• **Belge Bölümü**
Emsal Mahkeme Kararı İstanbul 16. Asliye Ticaret Mahkemesi 2020/203 E. 2020/453 K. 06.10.2020 T.

Görüntülediğiniz mahkeme kararı kesinleşmiş bir karardır.

T.C.
İSTANBUL
16. ASLİYE TİCARET MAHKEMESİ

ESAS NO : 2020/203 Esas
KARAR NO : 2020/453
DAVA : İtirazın İptali (Haksız Eylemden Kaynaklanan Zarar Nedeniyle)
DAVA TARİHİ : 13/03/2020
KARAR TARİHİ : 06/10/2020

Mahkememizde görülmekte olan İtirazın İptali (Haksız Eylemden Kaynaklanan Zarar Nedeniyle) davasının yapılan açık yargılaması sonunda,
GEREĞİ DÜŞÜNÜLDÜ:
Davacı vekili dava dilekçesinde özetle; Sürücü … sevk ve idaresindeki … plakalı araç karşıdan karşıya geçmek isteyen yaya … … …’e çarparak kontrolünü kaybetmesi sonucunda müvekkil şirket tarafından … numaralı poliçe ile sigortalı … plakalı araca çarptığını ve hasarlı trafik kazası meydana geldiğini, kazada … plakalı araçta 78.128,28-TL hasar meydana geldiğini, müvekkili şirketin … plakalı araç için meydana gelen hasar tutarını anlaşmalı serviste ödediğini, TTK’nın 1472 ve devamı maddelerine göre müvekkil şirket kendi sigortaladığı araç malikinin haklarına böylece sahip olarak kazada kusuru bulanan şahıslara karşı ödediği meblağı talep etme hakkına sahiptir hükmü gereğince ….İcra Müdürlüğü’nün 2018/… esas sayılı dosyası ile icra takibi başlattıklarını, taraflar arasındaki alacağın likitli olduğu, zarar neticesinde ödenen tazminat ekspertiz raporu ile tespit edildiğini beyanla, davalı tarafın itirazının iptaline 34.125,00-TL asıl alacağın hasar tarihinden itibaren işleyecek ticari temerrüt faiziyle birlikte tahsiline, takip konusu alacağın %20’ından aşağı olmamak kaydıyla icra inkar tazminatına hükmedilmesine, yargılama giderleriyle vekalet ücretinin de karşı tarafa yükletilmesine karar verilmesini talep etmiştir.

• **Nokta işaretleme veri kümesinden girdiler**
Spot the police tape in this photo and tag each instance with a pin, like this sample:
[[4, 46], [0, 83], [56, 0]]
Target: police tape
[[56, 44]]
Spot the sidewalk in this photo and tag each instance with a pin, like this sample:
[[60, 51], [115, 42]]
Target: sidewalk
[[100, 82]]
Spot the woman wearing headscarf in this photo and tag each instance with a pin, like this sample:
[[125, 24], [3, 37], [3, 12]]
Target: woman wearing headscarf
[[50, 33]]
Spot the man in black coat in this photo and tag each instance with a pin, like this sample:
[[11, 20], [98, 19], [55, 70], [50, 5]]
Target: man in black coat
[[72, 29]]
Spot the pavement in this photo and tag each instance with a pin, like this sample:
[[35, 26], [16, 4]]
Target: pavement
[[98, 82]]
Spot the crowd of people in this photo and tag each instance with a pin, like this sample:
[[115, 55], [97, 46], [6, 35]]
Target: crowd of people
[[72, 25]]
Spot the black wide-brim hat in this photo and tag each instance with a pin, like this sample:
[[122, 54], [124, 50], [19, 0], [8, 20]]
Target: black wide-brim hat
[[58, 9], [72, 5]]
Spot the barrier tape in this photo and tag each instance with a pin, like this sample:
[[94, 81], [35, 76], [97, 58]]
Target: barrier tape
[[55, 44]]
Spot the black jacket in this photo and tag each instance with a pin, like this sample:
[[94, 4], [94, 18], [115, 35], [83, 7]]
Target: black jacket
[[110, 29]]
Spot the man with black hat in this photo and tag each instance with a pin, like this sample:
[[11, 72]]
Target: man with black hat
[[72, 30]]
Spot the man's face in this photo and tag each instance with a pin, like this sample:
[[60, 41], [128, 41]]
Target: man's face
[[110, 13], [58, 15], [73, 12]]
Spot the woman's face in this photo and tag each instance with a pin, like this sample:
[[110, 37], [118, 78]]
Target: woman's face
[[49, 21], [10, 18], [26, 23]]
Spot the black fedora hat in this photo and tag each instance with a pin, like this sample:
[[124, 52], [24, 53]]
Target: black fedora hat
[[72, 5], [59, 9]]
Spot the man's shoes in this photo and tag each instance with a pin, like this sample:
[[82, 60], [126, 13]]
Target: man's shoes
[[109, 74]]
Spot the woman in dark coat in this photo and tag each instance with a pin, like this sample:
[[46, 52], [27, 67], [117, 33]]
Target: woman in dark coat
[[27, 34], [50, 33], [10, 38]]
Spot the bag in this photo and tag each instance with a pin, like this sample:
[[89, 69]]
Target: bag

• **Yapılacaklar**
(a) Mahkeme kararına göre şu soruları yanıtla:
(i) Dava tarihi nedir?
(ii) Kazada sigortalı araçta meydana gelen hasar tutarı ne kadardır?
(iii) Davacı, itirazın iptaliyle birlikte hangi tutardaki asıl alacağın tahsilini istemiştir?
(b) Listenin "Spot the bag" ifadesini içeren satırla başlayıp sonuna kadar süren kısmını, "bag" yerine "backpack" koyarak yeniden yaz. Geri kalan her şey aynı kalsın.

• **Görevlere Göre Sonuçlar**
(a)
(i) 13/03/2020
(ii) 78.128,28-TL
(iii) 34.125,00-TL

(b)
Spot the backpack in this photo and tag each instance with a pin, like this sample:
[[89, 69]]
Target: backpack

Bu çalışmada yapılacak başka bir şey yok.